• 练习说明: 从条目的第一行开始，一直到包含“[229,86,290,299]”的那一行，将这些行逐字照录，首尾两行均须包括在内。

------ 条目列表 ------

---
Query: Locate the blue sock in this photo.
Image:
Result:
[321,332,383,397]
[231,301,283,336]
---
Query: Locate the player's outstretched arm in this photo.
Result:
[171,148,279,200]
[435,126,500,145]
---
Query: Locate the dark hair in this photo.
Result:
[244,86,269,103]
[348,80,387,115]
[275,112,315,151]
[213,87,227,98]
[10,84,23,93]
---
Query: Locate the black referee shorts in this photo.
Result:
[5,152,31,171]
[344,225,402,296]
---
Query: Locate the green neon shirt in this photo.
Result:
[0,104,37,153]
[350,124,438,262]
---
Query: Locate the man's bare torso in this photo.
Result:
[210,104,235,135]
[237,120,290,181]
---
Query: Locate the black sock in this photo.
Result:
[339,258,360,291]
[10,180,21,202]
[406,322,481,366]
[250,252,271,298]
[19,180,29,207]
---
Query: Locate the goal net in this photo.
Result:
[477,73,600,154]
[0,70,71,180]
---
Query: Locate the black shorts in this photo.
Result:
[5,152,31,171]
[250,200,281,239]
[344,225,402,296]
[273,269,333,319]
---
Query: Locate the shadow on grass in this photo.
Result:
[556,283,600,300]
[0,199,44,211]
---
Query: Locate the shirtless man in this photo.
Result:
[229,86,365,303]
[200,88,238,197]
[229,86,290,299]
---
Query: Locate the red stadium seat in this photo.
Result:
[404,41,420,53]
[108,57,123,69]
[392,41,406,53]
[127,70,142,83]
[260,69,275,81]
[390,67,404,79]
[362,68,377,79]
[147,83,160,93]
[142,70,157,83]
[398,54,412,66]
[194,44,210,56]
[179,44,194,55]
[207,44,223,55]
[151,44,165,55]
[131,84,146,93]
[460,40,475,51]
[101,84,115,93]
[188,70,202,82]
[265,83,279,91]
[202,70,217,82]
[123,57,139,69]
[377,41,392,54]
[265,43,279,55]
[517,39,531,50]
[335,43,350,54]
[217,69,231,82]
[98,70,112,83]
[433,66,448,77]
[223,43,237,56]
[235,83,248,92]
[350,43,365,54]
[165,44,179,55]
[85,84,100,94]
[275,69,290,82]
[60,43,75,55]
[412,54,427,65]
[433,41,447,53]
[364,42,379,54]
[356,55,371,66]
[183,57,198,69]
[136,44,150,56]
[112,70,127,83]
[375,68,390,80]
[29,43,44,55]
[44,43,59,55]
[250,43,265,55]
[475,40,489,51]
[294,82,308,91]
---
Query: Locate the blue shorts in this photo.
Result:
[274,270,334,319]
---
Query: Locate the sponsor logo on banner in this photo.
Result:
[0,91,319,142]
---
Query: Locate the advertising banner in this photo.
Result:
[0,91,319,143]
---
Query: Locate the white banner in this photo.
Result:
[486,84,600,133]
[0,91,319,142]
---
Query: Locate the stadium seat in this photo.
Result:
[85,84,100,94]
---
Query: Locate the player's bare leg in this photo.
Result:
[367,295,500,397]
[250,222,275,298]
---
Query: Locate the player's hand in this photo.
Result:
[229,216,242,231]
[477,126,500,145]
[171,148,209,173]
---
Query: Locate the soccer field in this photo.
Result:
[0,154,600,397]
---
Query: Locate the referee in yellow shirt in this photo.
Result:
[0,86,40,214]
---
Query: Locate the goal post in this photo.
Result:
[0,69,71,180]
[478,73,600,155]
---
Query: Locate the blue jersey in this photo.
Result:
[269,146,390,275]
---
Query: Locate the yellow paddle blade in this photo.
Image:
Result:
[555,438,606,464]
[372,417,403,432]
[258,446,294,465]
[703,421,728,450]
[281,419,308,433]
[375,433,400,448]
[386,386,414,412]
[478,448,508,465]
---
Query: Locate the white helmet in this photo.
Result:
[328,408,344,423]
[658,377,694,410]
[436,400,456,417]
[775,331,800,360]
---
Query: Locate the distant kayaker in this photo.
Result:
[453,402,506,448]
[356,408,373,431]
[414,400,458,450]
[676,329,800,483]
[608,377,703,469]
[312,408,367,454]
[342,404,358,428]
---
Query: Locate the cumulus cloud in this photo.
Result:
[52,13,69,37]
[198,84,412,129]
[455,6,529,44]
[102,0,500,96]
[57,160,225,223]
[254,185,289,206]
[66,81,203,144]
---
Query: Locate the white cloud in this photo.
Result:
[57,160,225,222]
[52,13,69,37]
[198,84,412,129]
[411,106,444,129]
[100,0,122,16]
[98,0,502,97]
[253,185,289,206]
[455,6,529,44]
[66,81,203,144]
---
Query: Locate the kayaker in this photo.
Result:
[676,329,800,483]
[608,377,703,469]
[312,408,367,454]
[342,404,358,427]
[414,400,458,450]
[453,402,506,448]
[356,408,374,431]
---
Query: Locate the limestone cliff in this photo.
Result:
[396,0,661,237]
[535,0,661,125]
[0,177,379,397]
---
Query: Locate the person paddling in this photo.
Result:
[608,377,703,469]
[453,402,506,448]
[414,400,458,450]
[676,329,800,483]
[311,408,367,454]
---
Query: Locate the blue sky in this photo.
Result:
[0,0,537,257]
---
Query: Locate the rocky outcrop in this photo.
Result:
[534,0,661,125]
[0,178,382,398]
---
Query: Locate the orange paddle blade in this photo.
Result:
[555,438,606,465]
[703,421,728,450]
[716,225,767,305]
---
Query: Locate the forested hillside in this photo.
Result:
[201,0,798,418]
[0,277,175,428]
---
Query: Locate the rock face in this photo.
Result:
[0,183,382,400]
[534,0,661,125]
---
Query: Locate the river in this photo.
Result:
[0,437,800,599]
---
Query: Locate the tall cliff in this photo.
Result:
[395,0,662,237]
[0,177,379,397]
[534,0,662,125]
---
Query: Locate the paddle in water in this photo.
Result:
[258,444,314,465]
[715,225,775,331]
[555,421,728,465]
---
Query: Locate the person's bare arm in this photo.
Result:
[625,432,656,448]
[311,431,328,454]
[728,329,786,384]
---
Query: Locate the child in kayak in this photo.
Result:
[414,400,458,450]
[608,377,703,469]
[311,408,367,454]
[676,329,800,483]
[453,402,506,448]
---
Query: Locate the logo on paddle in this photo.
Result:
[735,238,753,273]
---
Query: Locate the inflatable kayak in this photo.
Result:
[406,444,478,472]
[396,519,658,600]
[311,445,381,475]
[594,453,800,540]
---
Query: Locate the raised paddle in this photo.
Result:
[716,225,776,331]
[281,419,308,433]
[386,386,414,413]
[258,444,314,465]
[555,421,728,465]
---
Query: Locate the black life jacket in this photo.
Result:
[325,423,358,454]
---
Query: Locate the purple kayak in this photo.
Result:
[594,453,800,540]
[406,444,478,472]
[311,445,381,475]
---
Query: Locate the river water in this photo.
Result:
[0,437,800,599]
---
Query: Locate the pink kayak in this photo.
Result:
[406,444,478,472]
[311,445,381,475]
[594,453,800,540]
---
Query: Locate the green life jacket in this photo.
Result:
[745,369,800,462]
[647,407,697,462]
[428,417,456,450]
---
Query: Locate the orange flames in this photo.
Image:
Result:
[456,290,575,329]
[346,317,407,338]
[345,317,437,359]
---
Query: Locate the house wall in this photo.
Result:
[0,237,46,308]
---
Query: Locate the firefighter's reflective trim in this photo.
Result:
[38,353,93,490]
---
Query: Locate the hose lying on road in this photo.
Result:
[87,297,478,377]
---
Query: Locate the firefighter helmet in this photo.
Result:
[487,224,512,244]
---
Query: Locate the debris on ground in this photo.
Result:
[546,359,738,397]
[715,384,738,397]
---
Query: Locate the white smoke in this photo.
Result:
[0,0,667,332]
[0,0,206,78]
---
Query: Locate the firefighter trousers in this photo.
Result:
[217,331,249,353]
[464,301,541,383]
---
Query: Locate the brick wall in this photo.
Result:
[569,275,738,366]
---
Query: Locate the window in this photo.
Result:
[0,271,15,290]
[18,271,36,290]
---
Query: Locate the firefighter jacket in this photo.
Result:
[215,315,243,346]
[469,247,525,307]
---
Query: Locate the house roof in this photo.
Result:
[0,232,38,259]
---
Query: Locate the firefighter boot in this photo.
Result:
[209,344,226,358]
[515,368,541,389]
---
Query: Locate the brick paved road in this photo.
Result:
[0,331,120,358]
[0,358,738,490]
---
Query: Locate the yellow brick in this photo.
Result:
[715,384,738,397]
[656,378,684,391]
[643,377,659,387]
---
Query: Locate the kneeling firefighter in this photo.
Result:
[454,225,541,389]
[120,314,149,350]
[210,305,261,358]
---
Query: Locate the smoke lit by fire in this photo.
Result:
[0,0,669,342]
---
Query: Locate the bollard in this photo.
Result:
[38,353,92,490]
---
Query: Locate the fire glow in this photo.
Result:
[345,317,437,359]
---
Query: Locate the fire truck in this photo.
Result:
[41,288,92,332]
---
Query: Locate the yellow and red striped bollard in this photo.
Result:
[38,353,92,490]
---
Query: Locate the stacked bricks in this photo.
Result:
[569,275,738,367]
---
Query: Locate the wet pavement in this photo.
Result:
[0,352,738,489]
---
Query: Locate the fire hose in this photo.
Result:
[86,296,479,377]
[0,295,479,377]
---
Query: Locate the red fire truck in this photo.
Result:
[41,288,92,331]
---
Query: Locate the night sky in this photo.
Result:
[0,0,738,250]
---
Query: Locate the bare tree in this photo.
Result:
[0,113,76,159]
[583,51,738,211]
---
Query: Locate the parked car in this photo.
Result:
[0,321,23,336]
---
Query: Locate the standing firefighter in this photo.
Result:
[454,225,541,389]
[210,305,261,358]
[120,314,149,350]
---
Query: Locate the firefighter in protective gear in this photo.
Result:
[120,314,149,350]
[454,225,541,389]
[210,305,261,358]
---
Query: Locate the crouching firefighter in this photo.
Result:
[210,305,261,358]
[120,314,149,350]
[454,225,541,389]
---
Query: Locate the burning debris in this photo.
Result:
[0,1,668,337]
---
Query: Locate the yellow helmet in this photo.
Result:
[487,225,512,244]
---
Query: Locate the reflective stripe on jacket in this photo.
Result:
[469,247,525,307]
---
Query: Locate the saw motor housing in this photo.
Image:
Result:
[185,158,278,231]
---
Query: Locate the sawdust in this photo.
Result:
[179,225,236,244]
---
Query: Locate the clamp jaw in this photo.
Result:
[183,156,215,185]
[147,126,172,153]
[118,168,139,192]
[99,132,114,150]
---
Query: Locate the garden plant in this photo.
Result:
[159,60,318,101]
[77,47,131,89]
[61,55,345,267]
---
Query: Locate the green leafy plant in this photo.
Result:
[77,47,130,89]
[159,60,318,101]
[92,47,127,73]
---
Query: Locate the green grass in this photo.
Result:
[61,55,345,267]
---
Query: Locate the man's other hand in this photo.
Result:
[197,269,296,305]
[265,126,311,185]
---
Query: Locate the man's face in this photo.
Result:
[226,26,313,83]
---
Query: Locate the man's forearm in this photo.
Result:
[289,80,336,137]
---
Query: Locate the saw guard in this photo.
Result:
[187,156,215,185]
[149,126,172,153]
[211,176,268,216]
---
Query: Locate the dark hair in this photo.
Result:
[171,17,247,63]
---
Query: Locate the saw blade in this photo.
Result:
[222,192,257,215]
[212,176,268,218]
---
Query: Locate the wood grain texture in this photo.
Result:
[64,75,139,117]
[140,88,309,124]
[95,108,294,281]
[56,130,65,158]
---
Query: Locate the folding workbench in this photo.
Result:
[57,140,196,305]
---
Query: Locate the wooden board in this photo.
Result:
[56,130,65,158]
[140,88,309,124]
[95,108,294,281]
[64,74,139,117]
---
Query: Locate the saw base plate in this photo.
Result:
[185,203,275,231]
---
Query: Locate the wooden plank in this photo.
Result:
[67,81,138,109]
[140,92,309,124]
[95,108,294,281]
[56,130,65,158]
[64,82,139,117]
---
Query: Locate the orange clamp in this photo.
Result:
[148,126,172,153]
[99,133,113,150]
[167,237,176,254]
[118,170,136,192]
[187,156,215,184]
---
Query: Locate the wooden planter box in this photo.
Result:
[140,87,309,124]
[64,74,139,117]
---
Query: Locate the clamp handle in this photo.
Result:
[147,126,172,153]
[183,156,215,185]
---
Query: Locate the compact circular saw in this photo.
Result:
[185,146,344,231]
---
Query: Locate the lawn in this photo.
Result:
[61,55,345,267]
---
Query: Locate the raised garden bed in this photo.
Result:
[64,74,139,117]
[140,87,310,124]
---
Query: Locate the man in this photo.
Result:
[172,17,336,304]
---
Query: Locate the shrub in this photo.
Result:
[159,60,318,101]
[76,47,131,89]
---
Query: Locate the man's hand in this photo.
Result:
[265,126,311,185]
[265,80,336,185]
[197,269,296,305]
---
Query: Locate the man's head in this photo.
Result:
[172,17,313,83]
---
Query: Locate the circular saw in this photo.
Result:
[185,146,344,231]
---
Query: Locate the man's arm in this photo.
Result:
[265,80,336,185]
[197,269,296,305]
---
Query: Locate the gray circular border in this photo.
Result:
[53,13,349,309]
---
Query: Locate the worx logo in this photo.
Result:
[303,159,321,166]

------

• 练习答案:
---
Query: Locate the blue sock in this photo.
Image:
Result:
[321,332,383,397]
[231,301,283,336]
---
Query: Locate the player's outstretched arm in this photo.
Result:
[171,148,279,200]
[435,126,500,145]
---
Query: Locate the dark hair in this photo.
Result:
[244,86,269,103]
[348,80,387,115]
[275,112,315,151]
[213,87,227,98]
[10,84,23,93]
---
Query: Locate the black referee shorts in this photo.
Result:
[5,152,31,171]
[344,225,402,296]
---
Query: Locate the green neon shirt in this photo.
Result:
[0,104,37,153]
[350,124,438,262]
---
Query: Locate the man's bare torso in this photo.
Result:
[210,104,235,135]
[237,120,290,181]
---
Query: Locate the black sock in this photo.
Result:
[339,258,360,291]
[10,180,21,202]
[406,322,481,366]
[250,252,271,298]
[19,180,29,207]
---
Query: Locate the goal net in this photo.
Result:
[477,73,600,154]
[0,70,71,180]
---
Query: Locate the black shorts in this photo.
Result:
[5,152,31,171]
[250,200,281,239]
[344,225,402,296]
[273,269,333,319]
---
Query: Locate the shadow on grass in this photo.
Result:
[556,283,600,300]
[0,199,44,211]
---
Query: Locate the shirtless man in this photo.
Result:
[229,86,365,303]
[200,88,238,197]
[229,86,290,299]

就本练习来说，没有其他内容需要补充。